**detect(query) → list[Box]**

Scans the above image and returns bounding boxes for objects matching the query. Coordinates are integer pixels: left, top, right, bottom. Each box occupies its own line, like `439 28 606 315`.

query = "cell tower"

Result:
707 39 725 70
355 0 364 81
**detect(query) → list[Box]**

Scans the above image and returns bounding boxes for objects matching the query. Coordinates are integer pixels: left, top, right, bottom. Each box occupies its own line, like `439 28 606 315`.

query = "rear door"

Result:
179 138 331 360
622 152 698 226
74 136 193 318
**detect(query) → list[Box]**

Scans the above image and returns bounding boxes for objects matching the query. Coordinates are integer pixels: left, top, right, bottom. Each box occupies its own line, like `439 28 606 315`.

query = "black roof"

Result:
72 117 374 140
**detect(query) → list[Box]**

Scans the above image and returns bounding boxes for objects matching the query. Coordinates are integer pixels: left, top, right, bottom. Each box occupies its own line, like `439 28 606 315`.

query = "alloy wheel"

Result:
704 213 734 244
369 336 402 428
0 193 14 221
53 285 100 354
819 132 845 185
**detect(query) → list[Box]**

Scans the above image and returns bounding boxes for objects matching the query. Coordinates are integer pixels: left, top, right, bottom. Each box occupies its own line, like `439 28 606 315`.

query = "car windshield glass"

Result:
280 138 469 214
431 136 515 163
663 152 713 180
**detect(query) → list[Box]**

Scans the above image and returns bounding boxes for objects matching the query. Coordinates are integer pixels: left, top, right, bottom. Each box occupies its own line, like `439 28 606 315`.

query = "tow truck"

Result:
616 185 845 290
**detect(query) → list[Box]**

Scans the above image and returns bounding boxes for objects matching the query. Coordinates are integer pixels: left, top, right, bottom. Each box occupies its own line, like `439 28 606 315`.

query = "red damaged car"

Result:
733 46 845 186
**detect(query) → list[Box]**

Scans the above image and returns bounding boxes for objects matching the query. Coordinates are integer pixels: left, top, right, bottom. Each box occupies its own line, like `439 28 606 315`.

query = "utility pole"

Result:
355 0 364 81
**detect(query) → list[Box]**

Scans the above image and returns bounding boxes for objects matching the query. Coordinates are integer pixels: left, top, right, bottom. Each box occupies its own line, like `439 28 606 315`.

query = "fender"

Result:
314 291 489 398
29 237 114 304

*Short exercise*
Copy out the whole listing above, changing "integer pixels" to "whole-number pixels" wherever it appears and leaving everything else the same.

*Final result*
**detect(query) → list[Box]**

Scans the above image and returns bounding boxes for objects matching the query. Coordinates are whole-number pixels: left, top, right, bottom. Each box occupies its own line, like `439 28 606 315`.

query = "cell tower"

Result:
707 39 725 70
355 0 364 81
**detect(query) → list[Box]**

Scans the above image and returns bounding boxes for objects matching the query. Coordinates are whole-number pixels: left, top, right, bottom. Each box occupies its own line, like `439 28 606 315`.

query = "rear door"

Result:
179 138 331 360
622 152 698 226
74 136 193 318
**detect(query) → list[Box]**

Scans the above image and returns bounding boxes for objects matching the query. Coordinates are whole-number pixels: left, top, right, bottom. Each box occupies its own line, like `439 28 606 315`.

query = "black roof"

Result:
72 117 374 140
**detect(query) → list[Box]**

Scans the above image and returns bounding boxes for objects matching the query. Coordinates are whole-number pixels: left, top, right, bottom. Each box occupies its own line, like `439 28 606 315`.

query = "alloy wheel"

Result:
704 213 734 244
369 336 402 428
0 193 14 221
53 285 100 354
819 132 845 185
**detect(query) → list[Box]**

Scans the above image and returns bounding boxes for objects matching the query. Coordinates are whole-number pixels: left, top, right, bottom. Each box occupies its own line, like `439 28 606 315`.

query = "car windshield glass"

Result:
280 138 469 214
431 136 515 163
663 152 713 180
**detect(query) → list[Box]**

Scans the above image and returns bounding boxes for objects matching the query. Coordinates are whole-number pixels: left, top, right, bottom. Each box occupies its own line, like `439 28 606 315`.

query = "tow truck"

Result:
616 185 845 290
**detect(query) → list[Box]**

Scans the above image and returns bounding boxes for objects matching the query. Coordinates are whole-number pixels: left, top, right, bottom. Each box occupies its own line, like `439 28 606 315`.

query = "red damaged car"

Result:
733 46 845 186
**detect(query) → list[Box]**

Scans the above image and returns bounding boxes for objects matching the query. Coordinates are whole-number pixels: left, top, right, bottom. Each box occupies its own line, like `439 28 606 315`.

query = "utility pole"

Result:
355 0 364 81
**detect(query) → list[Box]**

Scans the above image and returns bounding boxes for objects matching the query. Coordinates are whole-number pixels: left, top, right, bottom. Each box occupies its own line, like `439 28 606 315`.

query = "fender"

Result:
314 291 489 398
29 237 114 304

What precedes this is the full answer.